Given text —
──────────

New York Post
NYC psychiatrist busted for meth possession fighting for his license
By Dean Balsamini
February 29, 2020
A New York City psychiatrist who treated victims and relatives after the 9/11 terror attacks is fighting for his medical license after being busted for trying to sneak a pound of methamphetamine past security checkpoints at Newark Airport.
The California Medical Board is seeking to discipline Dr. Anand Pandya — formerly of Cedars-Sinai Hospital in Los Angeles — for the Sept. 15, 2016 arrest, in which Customs officers said they found 16.3 ounces of meth concealed in a baby powder container in the doctor’s suitcase, along with 25 hypodermic needles. Pandya had flown in from Germany, medical board documents show.
He pleaded guilty the following April to two drug possession charges, including one for intent to distribute, and was ordered to participate in a pre-trial intervention program, said Katherine Carter, spokeswoman for the Essex County (NJ) prosecutor’s office. He was released early from the program in December 2017.
While California medical authorities seek to yank Pandya’s privileges, their counterparts in New York have yet to take action against the 52-year-old forensic psychiatry specialist, who has been licensed in the Empire State since 1996.
Jill Montag, a spokeswoman for the state Health Department’s Office of Professional Medical Conduct (OPMC) said, “When OPMC learns that another state has taken a disciplinary action against a NYS licensed physician, OPMC immediately opens an investigation and takes appropriate action. When OPMC learns that a physician has been convicted of a crime, OPMC will also take appropriate action.” She refused to say why OPMC has not yet taken action in Pandya’s four-year-old case.
After 9/11, hospitals set up family-assistance centers, which were consolidated within days at the Armory at Lexington Avenue and 26th Street. Pandya told psychiatryonline the volunteer psychiatrists had “hundreds of informal encounters with families” and did formal psychiatric evaluations on 848 people between Sept 12, 2001 and Nov. 20, 2011 when the center closed.

──────────

Work instruction A — Can you reproduce the stretch of the article from "Jill Montag, a" through "Pandya’s four-year-old case." word for word?
Work instruction B —
Does the article support each statement below? Answer yes or no for each, and quote the article's deciding words.
(i) The methamphetamine was hidden in a baby powder container.
(ii) Pandya pleaded guilty to three drug charges.
(iii) New York authorities have not yet acted against Pandya.
Work instruction C — Which people does the article name? List every one of them.

Information supplied —
──────────

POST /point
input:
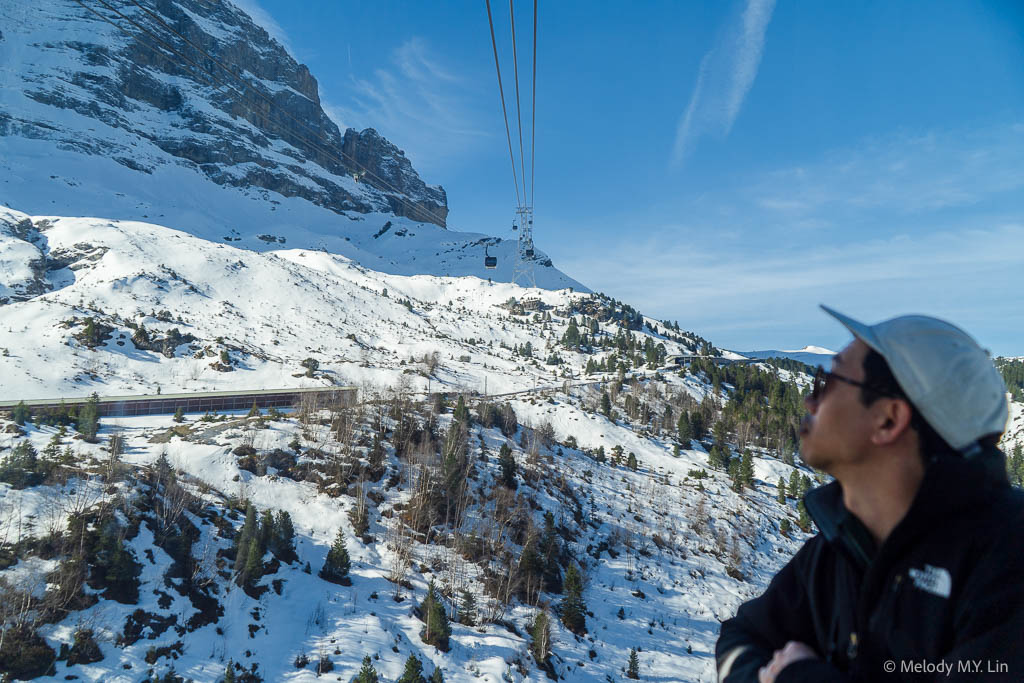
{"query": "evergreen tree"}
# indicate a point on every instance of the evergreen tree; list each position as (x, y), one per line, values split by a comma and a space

──────────

Written reply A —
Jill Montag, a spokeswoman for the state Health Department’s Office of Professional Medical Conduct (OPMC) said, “When OPMC learns that another state has taken a disciplinary action against a NYS licensed physician, OPMC immediately opens an investigation and takes appropriate action. When OPMC learns that a physician has been convicted of a crime, OPMC will also take appropriate action.” She refused to say why OPMC has not yet taken action in Pandya’s four-year-old case.

Written reply B —
(i) Yes: "16.3 ounces of meth concealed in a baby powder container in the doctor’s suitcase"
(ii) No: "He pleaded guilty the following April to two drug possession charges"
(iii) Yes: "their counterparts in New York have yet to take action against the 52-year-old forensic psychiatry specialist"

Written reply C —
Dean Balsamini
Anand Pandya
Katherine Carter
Jill Montag